--- INPUT RECORDS Enclosed Below ---
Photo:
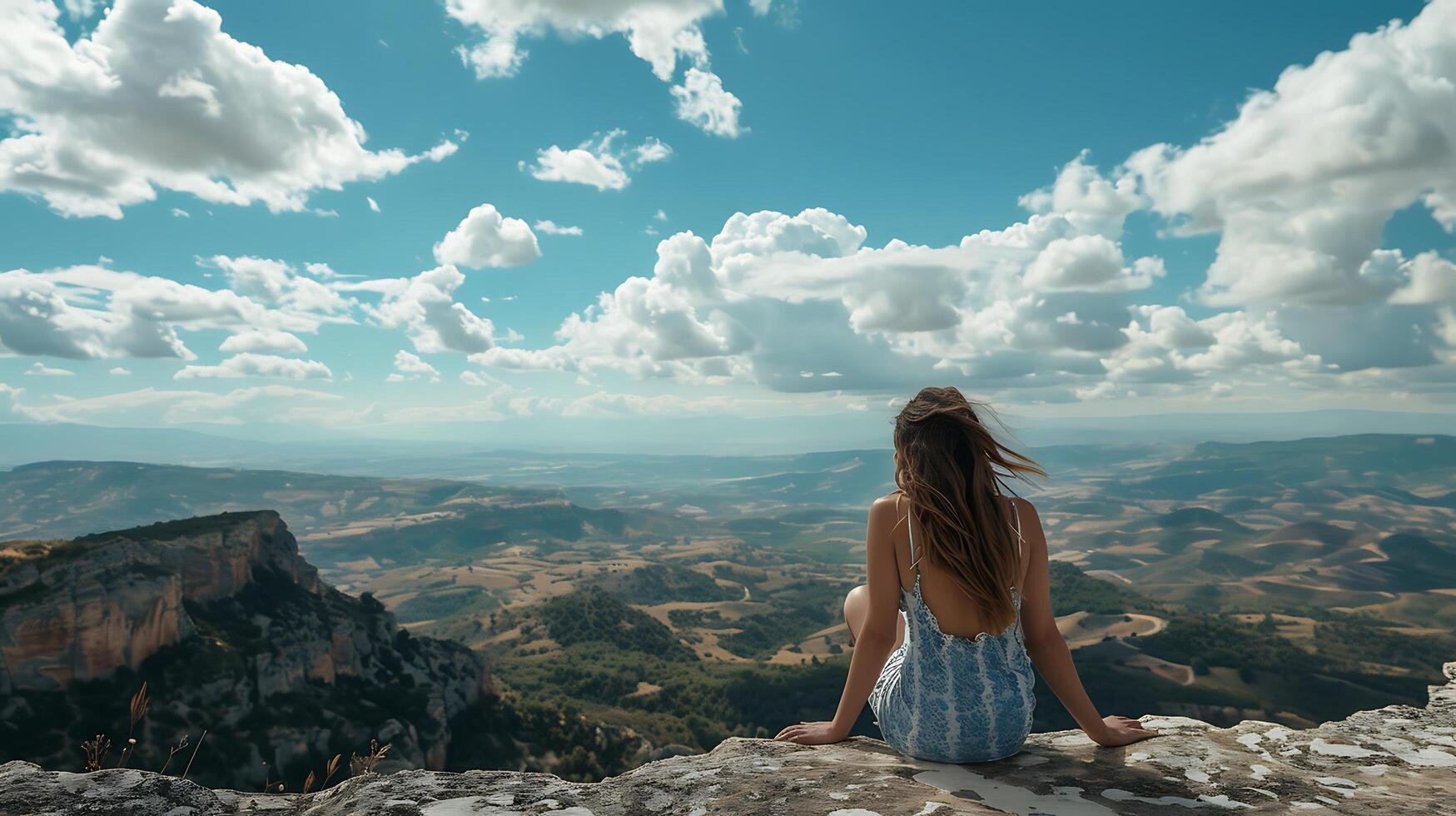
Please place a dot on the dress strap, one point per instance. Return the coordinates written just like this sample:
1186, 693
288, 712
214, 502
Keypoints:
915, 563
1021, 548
--- End of Enclosed INPUT RECORDS ---
--- INPUT RECORDS Enclosed Below ---
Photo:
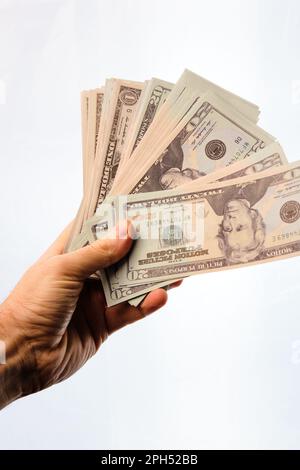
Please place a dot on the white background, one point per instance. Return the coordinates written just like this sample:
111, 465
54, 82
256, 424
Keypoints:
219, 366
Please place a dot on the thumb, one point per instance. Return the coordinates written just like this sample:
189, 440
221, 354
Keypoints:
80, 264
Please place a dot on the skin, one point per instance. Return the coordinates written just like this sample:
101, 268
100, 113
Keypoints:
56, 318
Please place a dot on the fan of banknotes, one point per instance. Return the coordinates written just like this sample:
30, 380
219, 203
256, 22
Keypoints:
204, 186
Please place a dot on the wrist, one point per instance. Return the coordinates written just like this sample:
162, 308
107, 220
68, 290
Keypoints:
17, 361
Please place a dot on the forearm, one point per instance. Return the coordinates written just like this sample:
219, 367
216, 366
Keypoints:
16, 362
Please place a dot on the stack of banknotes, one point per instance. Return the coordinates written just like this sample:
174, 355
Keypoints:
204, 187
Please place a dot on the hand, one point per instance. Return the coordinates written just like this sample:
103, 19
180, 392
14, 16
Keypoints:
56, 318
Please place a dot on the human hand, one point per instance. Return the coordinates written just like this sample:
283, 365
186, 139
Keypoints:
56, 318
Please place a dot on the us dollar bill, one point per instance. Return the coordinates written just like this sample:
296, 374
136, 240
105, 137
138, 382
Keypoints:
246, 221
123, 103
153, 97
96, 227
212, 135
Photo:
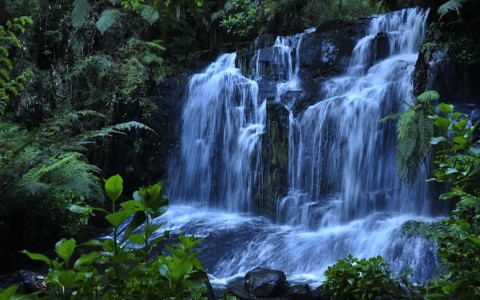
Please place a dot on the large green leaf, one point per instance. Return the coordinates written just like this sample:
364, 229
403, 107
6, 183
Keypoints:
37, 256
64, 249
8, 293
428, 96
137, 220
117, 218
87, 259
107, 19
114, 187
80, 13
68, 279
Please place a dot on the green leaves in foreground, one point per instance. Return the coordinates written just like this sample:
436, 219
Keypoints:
--- End of Enclosed INPUT RECORDS ---
WHAT THE TASK REQUIRES -> Each line holding "hand" in the records should be copied out.

WRITTEN SOLUTION ->
Please place a dot on the hand, one point per instance. Return the coordinates written just like this sample:
Please place a dot on the human hand, one point per instance. Return the coordinates written just like this sample:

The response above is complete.